*Text passage:*
━━━━━━

July 13, 2016
HOUSTON – July 13, 2016 – Turn off your inner critic and learn to see the world in a new way at the Rothko Chapel.
Ginger Clarkson will be leading guided Vipassana meditation at 12 p.m. on Wednesday, August 3 at the Rothko Chapel, located at 3900 Yupon. Suggested donation is $10.
Vipassana is a meditation technique which requires internal and external attention. A practitioner consciously observes without judgment, analysis or the attempt to change anything.
“While neither grasping nor rejecting any observed stimulus or experience, the hope is that the practitioner will gains insight through freedom from habitual responses,” Rothko Chapel programs director Michelle Ashton explained.
Clarkson is a teacher of Vipassana meditation, a board certified music therapist and a fellow of the Association for Music and Imagery. In addition to her private practice in Houston, she trains students internationally in the Bonny Method of Guided Imagery and Music.

━━━━━━

*Records shown:*

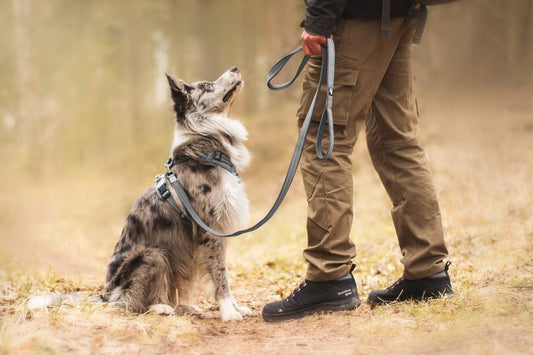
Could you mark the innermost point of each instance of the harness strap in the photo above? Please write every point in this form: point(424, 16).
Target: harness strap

━━━━━━

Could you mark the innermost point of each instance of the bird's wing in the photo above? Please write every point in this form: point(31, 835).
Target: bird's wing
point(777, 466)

━━━━━━

*What you should do:*
Please answer from the meditation announcement: what is the suggested donation for the guided Vipassana meditation at the Rothko Chapel?

*Solution to this problem:*
$10